▶ _WHAT TO WORK ON_
Change every "bird wing" in all of the lines below to "bird's wing" and keep everything else as it is. Leave the pictures out of your answer.

--- begin ---

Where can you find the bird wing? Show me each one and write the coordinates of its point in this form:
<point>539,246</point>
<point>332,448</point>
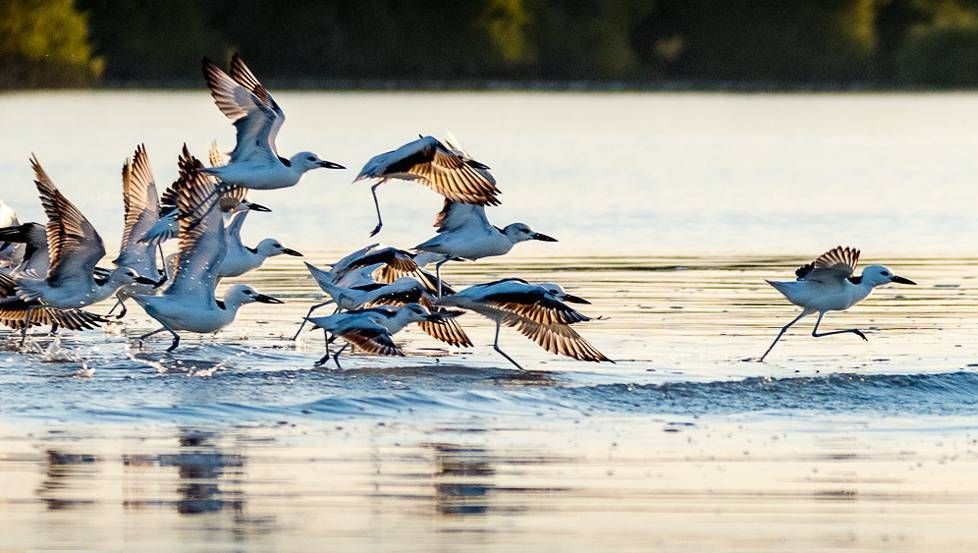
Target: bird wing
<point>74,246</point>
<point>142,211</point>
<point>202,241</point>
<point>455,216</point>
<point>372,338</point>
<point>533,303</point>
<point>243,99</point>
<point>557,339</point>
<point>836,264</point>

--- end ---

▶ _FINAL ANSWER_
Where can you find the bird's wing? Show me each one and write the coordinates of its point in this form:
<point>539,246</point>
<point>332,448</point>
Target: bird's wing
<point>74,246</point>
<point>142,211</point>
<point>202,241</point>
<point>455,216</point>
<point>372,338</point>
<point>533,303</point>
<point>243,99</point>
<point>557,339</point>
<point>836,264</point>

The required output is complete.